++++ TEXT EXCERPT

Mohammed shows the key from his home. He is one of less than 5 survivors from the original inhabitants of Fawwar still living in the community.  Photo EAPPI/R. Pond.

Mohammed shows the key from his home. He is one of less than 5 survivors from the original inhabitants of Fawwar still living in the community. Photo EAPPI/R. Pond.

A Dire situation

Fawwar refugee camp is located in the South Hebron Hills, close to the city of Hebron. Its inhabitants originally come from 18 communities, mainly in the Gaza, Beersheve, and Hebron areas. Currently, a population between 9,000 to 10,000 lives in an area less than one square km. According to an official of the village, the poverty level in Fawwar is 10 times worse than the official poverty level in Palestine. Fawwar suffers from an inadequate sewage and school system. The refugee camp is the scene of frequent clashes with the Israeli army with many inhabitants bearing the wounds to verify the confrontations.

Fawwar exists under the constant eye of the Israeli army, which has placed a base and watch tower on the camp border. A large Israeli settlement and outpost also neighbor the community. The Israeli army frequently raids the community at night, searches the community, and sets up flying road blocks, not only continuing the harassment in the community, but also maintaining an atmosphere of tension.

Khalil Mohammad Al Anati's grandparents

Khalil’s grandparents with his younger brother. Photo EAPPI/R. Pond.

When we first entered the camp, the parents of Khalil were suffering both grief and anger over the senseless loss of their young son. They showed us a picture of Khalil, which was posted all over the camp.

They asked us: “What do you think this picture of Khalil says?” The told us that they think he is asking: “Why did you shoot me?”

The question still echoes, unanswered.

Signs of hope and promise

Before we leave Fawwar we have the opportunity to visit the Palestinian Child Cultural Centre where Shadi Titi, a physics teacher who volunteers as the Centre’s manager. She introduces us to T. Khalil Nasser, who leads a youth Drama group currently rehearsing for a play In The Camp which depicts life in Fawwar for youth and which the will play in Hebron in the coming weeks. Interviewing these enthusiastic young people gives us hope for the community.   Many are fluent in English and all individually spoke of their desire for peace and love for the future. Not one hint of hate or despair was reflected in their attitudes.

++++++++

TO DO:
1 > List the areas the Fawwar text names as the main places where the camp's inhabitants originally come from.
2 > According to the Fawwar text, how many people currently live in the camp?
3 > Please echo the part of the Fawwar text that opens with the words containing "Before we leave" and closes with "in their attitudes.", reproducing it word for word.
Rely only on the Fawwar text for what comes next.

++++ ENTRIES PROVIDED

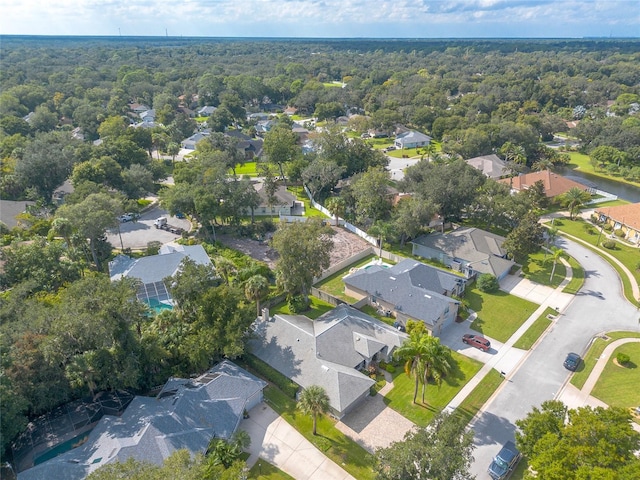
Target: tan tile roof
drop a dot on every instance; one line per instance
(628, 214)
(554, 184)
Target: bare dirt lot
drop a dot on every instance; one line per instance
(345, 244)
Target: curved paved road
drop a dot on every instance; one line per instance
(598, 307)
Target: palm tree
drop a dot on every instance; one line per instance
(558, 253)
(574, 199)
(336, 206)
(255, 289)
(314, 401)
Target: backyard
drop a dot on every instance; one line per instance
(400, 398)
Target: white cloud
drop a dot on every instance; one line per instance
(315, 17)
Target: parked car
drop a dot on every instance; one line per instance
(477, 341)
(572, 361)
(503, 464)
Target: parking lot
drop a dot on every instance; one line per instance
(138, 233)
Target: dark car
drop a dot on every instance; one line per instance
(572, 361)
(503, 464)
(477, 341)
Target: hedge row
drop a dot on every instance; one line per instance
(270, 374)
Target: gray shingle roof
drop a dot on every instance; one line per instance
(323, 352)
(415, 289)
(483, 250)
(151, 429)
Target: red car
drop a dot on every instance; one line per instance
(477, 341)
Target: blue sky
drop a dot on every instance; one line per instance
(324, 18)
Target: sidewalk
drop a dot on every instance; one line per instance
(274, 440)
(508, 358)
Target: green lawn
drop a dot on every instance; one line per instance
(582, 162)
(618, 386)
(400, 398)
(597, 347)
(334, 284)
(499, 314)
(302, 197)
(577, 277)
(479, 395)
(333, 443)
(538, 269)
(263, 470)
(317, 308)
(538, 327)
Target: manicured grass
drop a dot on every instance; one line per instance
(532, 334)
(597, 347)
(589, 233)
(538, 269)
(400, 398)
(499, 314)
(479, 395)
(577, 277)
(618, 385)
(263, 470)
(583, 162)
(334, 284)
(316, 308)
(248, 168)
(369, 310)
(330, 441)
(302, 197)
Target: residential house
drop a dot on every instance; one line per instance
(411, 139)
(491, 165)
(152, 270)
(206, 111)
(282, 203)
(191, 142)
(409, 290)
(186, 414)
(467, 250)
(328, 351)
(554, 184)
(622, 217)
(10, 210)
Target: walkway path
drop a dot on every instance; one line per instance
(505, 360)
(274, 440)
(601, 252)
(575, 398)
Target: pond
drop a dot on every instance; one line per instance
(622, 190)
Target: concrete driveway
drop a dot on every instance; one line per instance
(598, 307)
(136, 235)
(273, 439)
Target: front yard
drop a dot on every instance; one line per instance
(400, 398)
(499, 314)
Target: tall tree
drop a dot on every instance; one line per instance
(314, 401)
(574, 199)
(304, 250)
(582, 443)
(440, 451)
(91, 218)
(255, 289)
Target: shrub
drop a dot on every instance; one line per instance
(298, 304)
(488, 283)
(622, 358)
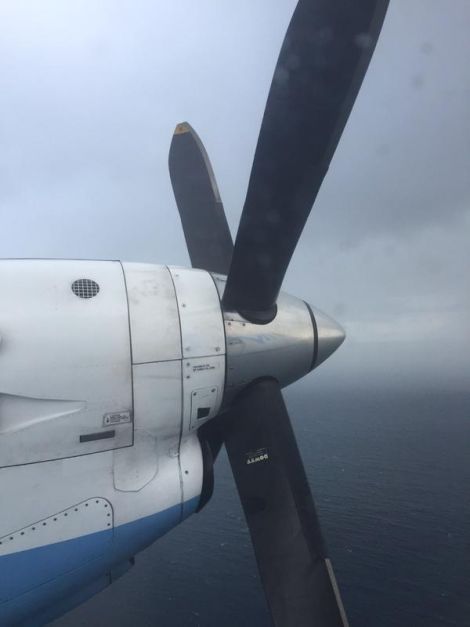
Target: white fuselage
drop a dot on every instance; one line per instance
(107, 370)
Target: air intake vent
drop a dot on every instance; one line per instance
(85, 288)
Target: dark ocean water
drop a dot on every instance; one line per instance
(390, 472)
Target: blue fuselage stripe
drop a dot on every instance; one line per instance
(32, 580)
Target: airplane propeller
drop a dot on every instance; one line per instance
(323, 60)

++++++++

COMPLETE ANSWERS:
1 > Gaza, Beersheve, Hebron

2 > Between 9,000 and 10,000 people.

3 >
Before we leave Fawwar we have the opportunity to visit the Palestinian Child Cultural Centre where Shadi Titi, a physics teacher who volunteers as the Centre’s manager. She introduces us to T. Khalil Nasser, who leads a youth Drama group currently rehearsing for a play In The Camp which depicts life in Fawwar for youth and which the will play in Hebron in the coming weeks. Interviewing these enthusiastic young people gives us hope for the community.   Many are fluent in English and all individually spoke of their desire for peace and love for the future. Not one hint of hate or despair was reflected in their attitudes.